Write out precisely the lines beginning with the line that contains "Annotate the windshield" and ending with the last line of the entries, and no other lines.

## Records excerpted from a collection
□ □ □ □ □ □ □

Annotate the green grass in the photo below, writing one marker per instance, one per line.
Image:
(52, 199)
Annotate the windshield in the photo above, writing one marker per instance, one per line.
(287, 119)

□ □ □ □ □ □ □

## Answer to this exercise
Annotate the windshield in the photo above, writing one marker per instance, one per line.
(287, 119)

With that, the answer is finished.